begin INFORMATION PROVIDED

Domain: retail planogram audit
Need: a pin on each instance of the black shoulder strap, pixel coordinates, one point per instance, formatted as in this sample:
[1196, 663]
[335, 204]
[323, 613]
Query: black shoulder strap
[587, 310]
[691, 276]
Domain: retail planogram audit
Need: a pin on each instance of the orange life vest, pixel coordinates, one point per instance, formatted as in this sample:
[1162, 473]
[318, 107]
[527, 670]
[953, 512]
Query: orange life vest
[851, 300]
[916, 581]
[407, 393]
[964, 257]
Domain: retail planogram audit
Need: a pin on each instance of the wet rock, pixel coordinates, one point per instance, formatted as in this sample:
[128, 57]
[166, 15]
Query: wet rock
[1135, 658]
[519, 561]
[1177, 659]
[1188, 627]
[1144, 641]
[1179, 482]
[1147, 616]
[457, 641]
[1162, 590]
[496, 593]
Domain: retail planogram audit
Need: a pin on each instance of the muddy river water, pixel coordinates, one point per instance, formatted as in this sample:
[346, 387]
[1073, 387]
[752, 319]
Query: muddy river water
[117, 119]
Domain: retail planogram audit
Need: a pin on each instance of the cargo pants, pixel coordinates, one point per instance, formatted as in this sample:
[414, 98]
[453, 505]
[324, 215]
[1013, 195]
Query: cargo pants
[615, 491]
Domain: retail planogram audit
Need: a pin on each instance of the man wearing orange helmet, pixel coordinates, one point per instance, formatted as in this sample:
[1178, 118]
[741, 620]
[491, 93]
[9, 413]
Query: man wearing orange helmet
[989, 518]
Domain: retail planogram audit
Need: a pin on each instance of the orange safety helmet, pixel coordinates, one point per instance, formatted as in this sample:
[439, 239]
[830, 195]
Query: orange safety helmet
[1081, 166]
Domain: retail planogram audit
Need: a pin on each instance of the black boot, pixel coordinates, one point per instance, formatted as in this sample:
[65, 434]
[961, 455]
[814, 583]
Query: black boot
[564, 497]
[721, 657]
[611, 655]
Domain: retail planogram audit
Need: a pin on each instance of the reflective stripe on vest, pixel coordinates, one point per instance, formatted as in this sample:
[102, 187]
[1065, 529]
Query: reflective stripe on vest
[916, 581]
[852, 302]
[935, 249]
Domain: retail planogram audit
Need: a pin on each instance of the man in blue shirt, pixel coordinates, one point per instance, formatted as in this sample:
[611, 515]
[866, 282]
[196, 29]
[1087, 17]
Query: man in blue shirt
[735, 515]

end INFORMATION PROVIDED

** WHAT IS BEING ASKED **
State how many lines of the items contain the string "shirt". Case counts, and the reply should be only the number.

** EXERCISE OUTPUT **
2